*Quoted passage*.
************

For the next ten days, I’ll be reading Revelation, the last book in the New Testament. I’ll end this month with a view of what will happen when God says, “It’s a wrap” on our world, and those of us who belong to Him will begin the next stage of eternal life in a new heaven and new earth. After that, I’ll go “back to the beginning” and start through the Old Testament in Genesis 1.
It helps to remember the Bible is one story – the story of Jesus. From beginning to end, God is telling us the story of man’s redemption through the blood of His only Son – a story that was planned from eternity past, by His will, for His purposes and His glory. When you have the big picture in mind, it makes all the hard-to-comprehend details a lot easier to understand and believe.
A lot of people avoid Revelation, including pastors who ought to be teaching the whole counsel of God. They say it’s too difficult; there are too many interpretations; we don’t know if it’s literal or figurative, or if it’s already fulfilled or still to come. The man who penned these words under the inspiration of the Holy Spirit would be insulted to hear our reasons for ignoring a book that is so important for believers, especially the generation who may see it come to pass!
We don’t like Revelation because it tells us some difficult and scary things are coming on our world. We want to believe that we’ll be rescued before it gets “really” hard. And there are good, scriptural foundations for the pre-Tribulation rapture, but we can’t be dogmatic on it. We just don’t know how much we will be called to suffer before we go home.
But fear is not a reason to avoid this book. I believe God wants us to study it just as much as any other scripture, and it is, for the believer, a book of hope and anticipation for many reasons. When these events begin to unfold (and I believe are unfolding right now), it confirms the veracity of scripture, and when every single word comes true, God will be seen and worshipped by every living soul, recognized for who He is.
Revelation 1:7 – Behold, He is coming with the clouds, and every eye will see Him, even those who pierced Him; and all the tribes of the earth will mourn over Him. So it is to be. Amen.
To me, that’s the final word. This. Will. Happen. Our faith will become sight. The mockers will be silenced. The doubters and scoffers will be proven wrong, and God’s Word, which has been so maligned and dismissed, will be revealed as genuine and true. Jesus will be revealed!
After all, the book is entitled, The Revelation of Jesus Christ.

************

*Supplied information*.
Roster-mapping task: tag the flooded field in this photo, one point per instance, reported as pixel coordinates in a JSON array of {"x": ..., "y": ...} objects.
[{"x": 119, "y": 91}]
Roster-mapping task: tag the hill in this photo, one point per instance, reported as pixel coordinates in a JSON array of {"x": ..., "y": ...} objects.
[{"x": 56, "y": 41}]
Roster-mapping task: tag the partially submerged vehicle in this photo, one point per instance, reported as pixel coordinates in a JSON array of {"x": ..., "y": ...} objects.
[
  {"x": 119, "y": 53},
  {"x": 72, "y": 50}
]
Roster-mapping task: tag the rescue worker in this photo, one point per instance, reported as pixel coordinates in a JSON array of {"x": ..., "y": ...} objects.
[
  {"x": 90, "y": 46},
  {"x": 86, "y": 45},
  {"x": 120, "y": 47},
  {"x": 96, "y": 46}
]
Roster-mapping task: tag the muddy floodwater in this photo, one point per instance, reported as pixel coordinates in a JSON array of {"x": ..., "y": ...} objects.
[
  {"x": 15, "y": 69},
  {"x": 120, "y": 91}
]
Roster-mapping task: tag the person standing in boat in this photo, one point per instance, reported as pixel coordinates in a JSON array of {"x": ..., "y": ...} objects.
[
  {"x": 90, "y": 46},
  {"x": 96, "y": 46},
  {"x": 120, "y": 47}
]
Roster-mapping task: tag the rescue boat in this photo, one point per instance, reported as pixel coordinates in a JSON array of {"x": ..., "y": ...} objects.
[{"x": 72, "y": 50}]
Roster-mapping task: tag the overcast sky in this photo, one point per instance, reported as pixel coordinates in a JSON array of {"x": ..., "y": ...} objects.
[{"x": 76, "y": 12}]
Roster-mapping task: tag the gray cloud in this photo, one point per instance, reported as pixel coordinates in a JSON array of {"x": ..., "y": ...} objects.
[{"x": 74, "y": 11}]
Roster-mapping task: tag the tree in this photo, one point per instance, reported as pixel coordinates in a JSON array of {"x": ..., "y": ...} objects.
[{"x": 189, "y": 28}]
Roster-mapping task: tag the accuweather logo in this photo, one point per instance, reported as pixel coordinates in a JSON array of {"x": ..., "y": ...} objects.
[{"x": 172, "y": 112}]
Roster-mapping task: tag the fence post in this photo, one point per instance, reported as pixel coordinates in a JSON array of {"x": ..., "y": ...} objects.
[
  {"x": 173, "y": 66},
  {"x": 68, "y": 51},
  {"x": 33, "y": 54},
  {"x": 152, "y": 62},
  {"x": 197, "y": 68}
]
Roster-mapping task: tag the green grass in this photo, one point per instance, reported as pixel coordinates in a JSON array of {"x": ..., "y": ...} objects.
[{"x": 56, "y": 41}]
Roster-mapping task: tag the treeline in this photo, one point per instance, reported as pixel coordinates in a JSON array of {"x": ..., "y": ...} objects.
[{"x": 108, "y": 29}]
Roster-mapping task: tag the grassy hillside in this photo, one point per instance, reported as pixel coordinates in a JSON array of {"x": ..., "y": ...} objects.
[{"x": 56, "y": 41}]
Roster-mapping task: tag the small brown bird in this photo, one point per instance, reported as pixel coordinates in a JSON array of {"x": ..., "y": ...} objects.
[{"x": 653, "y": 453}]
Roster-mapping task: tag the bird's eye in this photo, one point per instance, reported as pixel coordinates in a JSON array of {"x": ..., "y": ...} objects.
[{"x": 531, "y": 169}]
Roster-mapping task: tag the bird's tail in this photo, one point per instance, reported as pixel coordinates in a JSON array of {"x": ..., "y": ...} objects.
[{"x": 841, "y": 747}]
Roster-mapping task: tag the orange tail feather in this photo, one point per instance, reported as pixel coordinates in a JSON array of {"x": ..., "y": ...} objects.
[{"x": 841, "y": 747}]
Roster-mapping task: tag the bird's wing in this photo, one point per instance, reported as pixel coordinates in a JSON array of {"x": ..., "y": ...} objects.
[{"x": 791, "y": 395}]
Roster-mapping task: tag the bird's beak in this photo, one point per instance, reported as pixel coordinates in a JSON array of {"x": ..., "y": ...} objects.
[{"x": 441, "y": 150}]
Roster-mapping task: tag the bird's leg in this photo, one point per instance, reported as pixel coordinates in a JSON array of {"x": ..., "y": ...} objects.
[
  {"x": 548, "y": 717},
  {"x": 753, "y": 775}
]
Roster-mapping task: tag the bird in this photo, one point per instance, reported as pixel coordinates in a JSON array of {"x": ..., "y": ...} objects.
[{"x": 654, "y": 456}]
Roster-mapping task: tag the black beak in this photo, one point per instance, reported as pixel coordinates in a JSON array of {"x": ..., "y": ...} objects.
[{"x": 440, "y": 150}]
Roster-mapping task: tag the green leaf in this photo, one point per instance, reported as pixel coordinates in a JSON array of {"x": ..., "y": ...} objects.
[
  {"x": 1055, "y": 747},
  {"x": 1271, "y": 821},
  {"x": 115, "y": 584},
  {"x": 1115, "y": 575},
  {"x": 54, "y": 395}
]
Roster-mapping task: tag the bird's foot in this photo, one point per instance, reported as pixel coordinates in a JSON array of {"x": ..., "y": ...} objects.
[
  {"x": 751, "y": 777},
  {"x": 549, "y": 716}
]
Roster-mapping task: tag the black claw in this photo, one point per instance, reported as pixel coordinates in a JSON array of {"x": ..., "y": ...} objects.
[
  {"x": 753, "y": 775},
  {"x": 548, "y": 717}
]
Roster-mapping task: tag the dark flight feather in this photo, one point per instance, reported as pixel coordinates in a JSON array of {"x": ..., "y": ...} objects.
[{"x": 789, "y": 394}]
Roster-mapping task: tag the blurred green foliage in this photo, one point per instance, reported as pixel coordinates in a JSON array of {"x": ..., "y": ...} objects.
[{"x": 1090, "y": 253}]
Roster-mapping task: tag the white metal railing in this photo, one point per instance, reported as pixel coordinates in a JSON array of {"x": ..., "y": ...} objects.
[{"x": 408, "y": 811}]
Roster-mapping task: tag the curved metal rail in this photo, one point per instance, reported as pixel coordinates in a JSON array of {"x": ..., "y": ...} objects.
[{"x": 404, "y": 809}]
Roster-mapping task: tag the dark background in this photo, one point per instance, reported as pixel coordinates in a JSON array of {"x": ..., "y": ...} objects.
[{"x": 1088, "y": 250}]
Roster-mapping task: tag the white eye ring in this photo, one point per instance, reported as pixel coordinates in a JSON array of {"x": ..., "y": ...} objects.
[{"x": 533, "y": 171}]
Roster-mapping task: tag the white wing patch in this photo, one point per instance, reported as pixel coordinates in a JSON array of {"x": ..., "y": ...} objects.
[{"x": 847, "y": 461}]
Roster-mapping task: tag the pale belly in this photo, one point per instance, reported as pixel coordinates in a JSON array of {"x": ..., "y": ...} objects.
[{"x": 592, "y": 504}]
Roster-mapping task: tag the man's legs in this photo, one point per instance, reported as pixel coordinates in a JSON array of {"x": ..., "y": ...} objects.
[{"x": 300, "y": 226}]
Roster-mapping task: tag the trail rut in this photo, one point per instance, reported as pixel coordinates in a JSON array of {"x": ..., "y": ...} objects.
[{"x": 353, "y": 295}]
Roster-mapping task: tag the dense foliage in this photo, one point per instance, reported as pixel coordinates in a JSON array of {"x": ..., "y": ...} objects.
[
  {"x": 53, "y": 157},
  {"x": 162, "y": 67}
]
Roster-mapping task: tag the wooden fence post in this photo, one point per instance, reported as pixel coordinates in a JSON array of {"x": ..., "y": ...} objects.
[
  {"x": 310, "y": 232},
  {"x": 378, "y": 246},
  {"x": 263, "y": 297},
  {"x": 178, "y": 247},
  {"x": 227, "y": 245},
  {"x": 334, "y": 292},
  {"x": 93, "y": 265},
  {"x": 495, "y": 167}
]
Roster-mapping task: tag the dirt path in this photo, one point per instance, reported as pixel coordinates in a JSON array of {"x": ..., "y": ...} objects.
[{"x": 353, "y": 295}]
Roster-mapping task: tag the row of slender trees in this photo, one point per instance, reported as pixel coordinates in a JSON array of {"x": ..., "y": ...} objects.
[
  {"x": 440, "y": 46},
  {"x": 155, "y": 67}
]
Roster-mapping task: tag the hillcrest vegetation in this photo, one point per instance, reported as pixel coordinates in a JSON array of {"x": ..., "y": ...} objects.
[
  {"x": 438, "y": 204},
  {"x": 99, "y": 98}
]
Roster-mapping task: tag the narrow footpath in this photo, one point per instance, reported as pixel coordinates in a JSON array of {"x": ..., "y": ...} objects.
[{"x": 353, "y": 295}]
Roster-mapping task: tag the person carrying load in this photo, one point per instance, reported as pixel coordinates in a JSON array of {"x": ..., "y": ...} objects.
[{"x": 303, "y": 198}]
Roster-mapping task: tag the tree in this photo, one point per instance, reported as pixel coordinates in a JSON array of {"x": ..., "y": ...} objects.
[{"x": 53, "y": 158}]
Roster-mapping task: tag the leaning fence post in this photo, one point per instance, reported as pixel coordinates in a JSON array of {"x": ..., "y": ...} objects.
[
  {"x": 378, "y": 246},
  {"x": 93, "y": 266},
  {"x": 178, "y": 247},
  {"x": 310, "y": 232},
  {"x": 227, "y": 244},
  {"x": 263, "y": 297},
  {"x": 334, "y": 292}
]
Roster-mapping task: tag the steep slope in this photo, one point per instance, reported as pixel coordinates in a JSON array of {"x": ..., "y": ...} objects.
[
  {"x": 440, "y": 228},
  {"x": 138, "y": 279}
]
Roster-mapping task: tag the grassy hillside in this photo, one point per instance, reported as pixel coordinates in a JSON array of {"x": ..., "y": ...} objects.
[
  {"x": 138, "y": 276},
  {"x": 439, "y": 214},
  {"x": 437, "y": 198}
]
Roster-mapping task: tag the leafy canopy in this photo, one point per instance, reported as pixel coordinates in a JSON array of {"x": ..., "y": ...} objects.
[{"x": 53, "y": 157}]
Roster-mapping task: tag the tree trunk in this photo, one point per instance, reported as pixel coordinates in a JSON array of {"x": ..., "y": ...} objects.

************

In the paragraph of the reflection on Revelation that begins "To me, that's the final word," list each thing the writer says will happen.

- Our faith will become sight.
- The mockers will be silenced.
- The doubters and scoffers will be proven wrong.
- God's Word will be revealed as genuine and true.
- Jesus will be revealed.